- Exercise aim -
What lines of the data hold the string "side"? Copy them all.

- Material provided -
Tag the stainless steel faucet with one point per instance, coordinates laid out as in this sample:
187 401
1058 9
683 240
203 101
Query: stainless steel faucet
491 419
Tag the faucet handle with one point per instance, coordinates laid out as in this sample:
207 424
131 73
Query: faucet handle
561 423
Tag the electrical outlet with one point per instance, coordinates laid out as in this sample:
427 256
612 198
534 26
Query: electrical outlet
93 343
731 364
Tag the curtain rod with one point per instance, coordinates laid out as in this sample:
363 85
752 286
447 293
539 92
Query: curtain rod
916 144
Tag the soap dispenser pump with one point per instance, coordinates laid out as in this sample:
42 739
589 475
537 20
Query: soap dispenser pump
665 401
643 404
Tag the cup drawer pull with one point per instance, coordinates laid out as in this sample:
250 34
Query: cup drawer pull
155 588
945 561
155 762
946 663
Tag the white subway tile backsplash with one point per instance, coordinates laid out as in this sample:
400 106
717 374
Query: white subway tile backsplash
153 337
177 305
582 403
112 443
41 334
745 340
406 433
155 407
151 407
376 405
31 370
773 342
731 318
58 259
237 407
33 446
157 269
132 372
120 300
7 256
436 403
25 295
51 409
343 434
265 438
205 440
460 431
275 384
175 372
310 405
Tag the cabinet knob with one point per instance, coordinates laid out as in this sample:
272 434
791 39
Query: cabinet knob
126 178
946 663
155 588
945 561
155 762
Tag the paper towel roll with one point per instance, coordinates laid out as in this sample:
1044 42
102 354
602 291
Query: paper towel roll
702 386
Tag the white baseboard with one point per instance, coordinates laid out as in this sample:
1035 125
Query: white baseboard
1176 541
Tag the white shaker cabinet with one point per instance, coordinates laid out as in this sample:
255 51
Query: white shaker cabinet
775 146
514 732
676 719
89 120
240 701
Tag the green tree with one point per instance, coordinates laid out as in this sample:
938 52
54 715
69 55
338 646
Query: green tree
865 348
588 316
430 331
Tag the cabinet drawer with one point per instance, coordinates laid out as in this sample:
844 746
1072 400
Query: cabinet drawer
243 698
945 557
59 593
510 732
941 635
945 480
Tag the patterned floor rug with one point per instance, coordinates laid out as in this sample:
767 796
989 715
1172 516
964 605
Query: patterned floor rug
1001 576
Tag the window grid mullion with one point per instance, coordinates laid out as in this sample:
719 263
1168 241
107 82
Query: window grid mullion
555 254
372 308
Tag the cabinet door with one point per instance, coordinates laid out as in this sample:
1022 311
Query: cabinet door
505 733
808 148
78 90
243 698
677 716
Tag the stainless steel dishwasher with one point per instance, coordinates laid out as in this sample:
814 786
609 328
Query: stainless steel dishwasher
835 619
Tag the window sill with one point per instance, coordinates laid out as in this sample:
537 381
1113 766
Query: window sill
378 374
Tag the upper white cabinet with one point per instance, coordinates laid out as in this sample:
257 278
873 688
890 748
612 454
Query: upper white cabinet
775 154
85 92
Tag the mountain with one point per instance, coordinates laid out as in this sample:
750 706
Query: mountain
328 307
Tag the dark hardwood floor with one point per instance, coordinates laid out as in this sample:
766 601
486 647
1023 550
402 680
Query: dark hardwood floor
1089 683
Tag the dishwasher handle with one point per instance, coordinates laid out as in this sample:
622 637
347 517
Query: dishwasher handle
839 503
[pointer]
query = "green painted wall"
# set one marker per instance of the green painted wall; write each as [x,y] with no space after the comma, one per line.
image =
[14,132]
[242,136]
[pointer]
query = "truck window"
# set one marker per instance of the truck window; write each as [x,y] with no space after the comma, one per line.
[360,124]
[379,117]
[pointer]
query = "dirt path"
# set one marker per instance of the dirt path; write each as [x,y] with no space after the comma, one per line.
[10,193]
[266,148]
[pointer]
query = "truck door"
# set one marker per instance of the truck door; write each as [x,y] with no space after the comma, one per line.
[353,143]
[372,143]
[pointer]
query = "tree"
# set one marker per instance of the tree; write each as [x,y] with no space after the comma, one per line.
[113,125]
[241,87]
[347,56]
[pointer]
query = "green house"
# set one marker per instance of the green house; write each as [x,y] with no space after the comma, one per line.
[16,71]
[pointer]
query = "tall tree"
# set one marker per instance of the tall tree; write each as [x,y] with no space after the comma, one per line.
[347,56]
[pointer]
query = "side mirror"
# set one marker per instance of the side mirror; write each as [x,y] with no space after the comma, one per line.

- The completed task -
query = "side mirror"
# set one marker per instance of the side mirror; write each as [x,y] with no space after the comma, one per line.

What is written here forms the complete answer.